- [Objectif de l'exercice] Présentez toutes les lignes des enregistrements ci-dessous sous forme de tableau Markdown à deux colonnes, « N° » pour le numéro de ligne et « Ligne » pour son texte. Laissez de côté les lignes vides.

Lignes d'un jeu de données:
*-*-*
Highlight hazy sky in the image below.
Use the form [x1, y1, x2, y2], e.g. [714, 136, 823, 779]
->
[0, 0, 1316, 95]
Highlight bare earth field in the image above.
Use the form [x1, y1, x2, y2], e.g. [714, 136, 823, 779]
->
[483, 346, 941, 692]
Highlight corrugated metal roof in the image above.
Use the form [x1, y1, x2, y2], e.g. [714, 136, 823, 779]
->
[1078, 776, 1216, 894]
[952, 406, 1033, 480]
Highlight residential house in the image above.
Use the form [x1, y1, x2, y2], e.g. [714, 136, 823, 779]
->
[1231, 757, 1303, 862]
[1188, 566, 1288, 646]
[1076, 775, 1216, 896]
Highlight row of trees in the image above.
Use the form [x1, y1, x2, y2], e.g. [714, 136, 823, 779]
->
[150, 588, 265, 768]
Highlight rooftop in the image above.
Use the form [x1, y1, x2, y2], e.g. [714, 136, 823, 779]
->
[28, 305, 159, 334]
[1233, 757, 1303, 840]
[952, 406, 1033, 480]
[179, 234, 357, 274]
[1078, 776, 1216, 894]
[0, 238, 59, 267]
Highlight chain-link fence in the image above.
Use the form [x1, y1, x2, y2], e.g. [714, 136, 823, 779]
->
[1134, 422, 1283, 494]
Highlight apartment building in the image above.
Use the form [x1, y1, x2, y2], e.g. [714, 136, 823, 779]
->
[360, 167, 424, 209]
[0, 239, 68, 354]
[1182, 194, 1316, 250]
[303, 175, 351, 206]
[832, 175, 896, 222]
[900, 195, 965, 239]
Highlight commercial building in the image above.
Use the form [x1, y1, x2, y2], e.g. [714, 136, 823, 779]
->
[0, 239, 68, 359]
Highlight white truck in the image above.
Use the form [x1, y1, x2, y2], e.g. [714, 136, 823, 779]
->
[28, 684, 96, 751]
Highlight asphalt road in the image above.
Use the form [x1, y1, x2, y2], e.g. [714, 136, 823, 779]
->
*-*-*
- [Résultat attendu]
| N° | Ligne |
|---|---|
| 1 | Highlight hazy sky in the image below. |
| 2 | Use the form [x1, y1, x2, y2], e.g. [714, 136, 823, 779] |
| 3 | -> |
| 4 | [0, 0, 1316, 95] |
| 5 | Highlight bare earth field in the image above. |
| 6 | Use the form [x1, y1, x2, y2], e.g. [714, 136, 823, 779] |
| 7 | -> |
| 8 | [483, 346, 941, 692] |
| 9 | Highlight corrugated metal roof in the image above. |
| 10 | Use the form [x1, y1, x2, y2], e.g. [714, 136, 823, 779] |
| 11 | -> |
| 12 | [1078, 776, 1216, 894] |
| 13 | [952, 406, 1033, 480] |
| 14 | Highlight residential house in the image above. |
| 15 | Use the form [x1, y1, x2, y2], e.g. [714, 136, 823, 779] |
| 16 | -> |
| 17 | [1231, 757, 1303, 862] |
| 18 | [1188, 566, 1288, 646] |
| 19 | [1076, 775, 1216, 896] |
| 20 | Highlight row of trees in the image above. |
| 21 | Use the form [x1, y1, x2, y2], e.g. [714, 136, 823, 779] |
| 22 | -> |
| 23 | [150, 588, 265, 768] |
| 24 | Highlight rooftop in the image above. |
| 25 | Use the form [x1, y1, x2, y2], e.g. [714, 136, 823, 779] |
| 26 | -> |
| 27 | [28, 305, 159, 334] |
| 28 | [1233, 757, 1303, 840] |
| 29 | [952, 406, 1033, 480] |
| 30 | [179, 234, 357, 274] |
| 31 | [1078, 776, 1216, 894] |
| 32 | [0, 238, 59, 267] |
| 33 | Highlight chain-link fence in the image above. |
| 34 | Use the form [x1, y1, x2, y2], e.g. [714, 136, 823, 779] |
| 35 | -> |
| 36 | [1134, 422, 1283, 494] |
| 37 | Highlight apartment building in the image above. |
| 38 | Use the form [x1, y1, x2, y2], e.g. [714, 136, 823, 779] |
| 39 | -> |
| 40 | [360, 167, 424, 209] |
| 41 | [0, 239, 68, 354] |
| 42 | [1182, 194, 1316, 250] |
| 43 | [303, 175, 351, 206] |
| 44 | [832, 175, 896, 222] |
| 45 | [900, 195, 965, 239] |
| 46 | Highlight commercial building in the image above. |
| 47 | Use the form [x1, y1, x2, y2], e.g. [714, 136, 823, 779] |
| 48 | -> |
| 49 | [0, 239, 68, 359] |
| 50 | Highlight white truck in the image above. |
| 51 | Use the form [x1, y1, x2, y2], e.g. [714, 136, 823, 779] |
| 52 | -> |
| 53 | [28, 684, 96, 751] |
| 54 | Highlight asphalt road in the image above. |
| 55 | Use the form [x1, y1, x2, y2], e.g. [714, 136, 823, 779] |
| 56 | -> |